▶ **PROBLEM TO SOLVE**
Every record that follows should be printed verbatim.

▶ **DATA LISTING**
#####

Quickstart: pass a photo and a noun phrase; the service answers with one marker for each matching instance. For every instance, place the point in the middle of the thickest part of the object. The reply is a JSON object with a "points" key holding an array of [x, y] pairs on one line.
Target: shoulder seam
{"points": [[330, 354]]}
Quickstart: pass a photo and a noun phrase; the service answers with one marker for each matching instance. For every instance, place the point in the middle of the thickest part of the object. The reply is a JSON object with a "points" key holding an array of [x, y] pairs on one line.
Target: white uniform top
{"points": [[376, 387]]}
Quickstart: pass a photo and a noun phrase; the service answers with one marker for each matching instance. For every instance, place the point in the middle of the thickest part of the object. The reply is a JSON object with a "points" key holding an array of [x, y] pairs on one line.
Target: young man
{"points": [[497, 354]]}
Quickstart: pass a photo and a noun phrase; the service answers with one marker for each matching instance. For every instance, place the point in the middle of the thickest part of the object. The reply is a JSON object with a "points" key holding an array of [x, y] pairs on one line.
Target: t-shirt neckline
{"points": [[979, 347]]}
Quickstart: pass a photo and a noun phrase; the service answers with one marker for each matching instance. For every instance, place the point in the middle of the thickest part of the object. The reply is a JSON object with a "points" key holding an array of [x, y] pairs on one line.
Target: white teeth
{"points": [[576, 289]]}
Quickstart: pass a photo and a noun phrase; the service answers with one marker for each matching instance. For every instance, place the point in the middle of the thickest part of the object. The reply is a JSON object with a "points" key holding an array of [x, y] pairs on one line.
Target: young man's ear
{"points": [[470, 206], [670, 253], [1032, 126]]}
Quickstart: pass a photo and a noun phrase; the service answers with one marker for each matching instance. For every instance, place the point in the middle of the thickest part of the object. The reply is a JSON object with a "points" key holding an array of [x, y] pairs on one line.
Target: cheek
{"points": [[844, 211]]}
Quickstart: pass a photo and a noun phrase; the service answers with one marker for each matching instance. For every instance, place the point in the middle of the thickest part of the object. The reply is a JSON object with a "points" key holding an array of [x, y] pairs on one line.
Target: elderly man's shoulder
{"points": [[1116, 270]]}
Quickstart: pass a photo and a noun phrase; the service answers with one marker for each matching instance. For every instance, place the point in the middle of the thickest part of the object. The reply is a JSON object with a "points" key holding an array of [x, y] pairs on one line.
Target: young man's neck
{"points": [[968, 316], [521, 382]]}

#####

▶ **SOLUTION TO THE PROBLEM**
Quickstart: pass a photo and a noun phrase; the service answers with one marker for each matching instance. For every instance, place the point in the middle of the thickest part of the object. The reply is a JSON object with a "points" key holding an array of [x, y] pairs on one line.
Target: shoulder seam
{"points": [[330, 354]]}
Quickstart: pass a photo and a noun phrase; the service answers with one marker for each matching instance. For every instance, place the point in the middle of the thickest part of the object. The reply is a JSON object with a "points" key holding an array of [x, y] pairs on one line.
Target: white uniform top
{"points": [[376, 387]]}
Quickstart: pass a photo and a noun phrase; the service answers with one marker for each matching instance. For every instance, place the point in the middle of the thickest part of the object. The reply is a JSON object with a "points" key holding an array of [x, y] pairs on one line.
Target: young man
{"points": [[497, 354]]}
Quickstart: pass a photo and a noun phrase; the service answers with one marker for each matching instance. For every instance, place the point in the middle of the thickest part of the object. The reply is a JSON object with a "points" key holding an array of [x, y] pairs on one line.
Target: t-shirt neckline
{"points": [[979, 347]]}
Quickstart: pass a photo and a noun phrase; the service answers with one marker for each matching instance. For every instance, place the point in the middle of the thickest part of the object. The reply is a JSON object with a "points" key holding an array of [x, y] pairs on one line.
Target: white teeth
{"points": [[576, 289]]}
Quickstart: pass a photo and a noun phrase; the service answers with one marker for each matching instance. For every instance, place the point in the middle of the thickest part of the object. The reply is a JSON object with a "points" key holding an array of [x, y] pairs on one line.
Target: young man's ear
{"points": [[470, 206], [670, 253], [1032, 126]]}
Quickstart: pass a photo and a noun phrase; the service answers with one marker for each matching instance. For every instance, place the point in the middle of the thickest part of the object. The reply is a JSON object with a "points" key holding an array of [x, y] pairs on one line.
Target: cheek
{"points": [[844, 211]]}
Quickstart: pass a photo and a noun phrase; the service answers with one marker for each matching instance. For every instance, place the point in the middle of the thickest part of the object. The reply is a JSON object with a "points" key holding an array of [x, y] pairs on one line.
Target: elderly man's shoulder
{"points": [[1116, 270]]}
Quickstart: pass a photo and a noun phrase; the service answers with one marker for each matching instance. For every instance, place the point in the middle of the thickest part of the object. The reply is a JSON object with a "points" key holding an array of [x, y] pairs on one line.
Target: young man's neck
{"points": [[968, 316], [521, 382]]}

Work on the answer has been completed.